→ EXERCISE GOAL:
Please give the entries below again exactly, omitting every picture.

→ AVAILABLE RECORDS:

-*-

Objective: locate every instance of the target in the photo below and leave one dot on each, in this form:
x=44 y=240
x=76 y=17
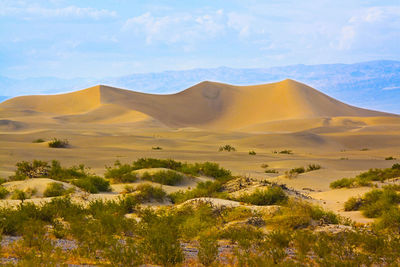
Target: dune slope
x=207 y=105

-*-

→ OUTPUT BELOW:
Objective: locate every instance of the target in the photo below and leave one dot on each, in this form:
x=44 y=240
x=76 y=17
Target: dune slope
x=207 y=105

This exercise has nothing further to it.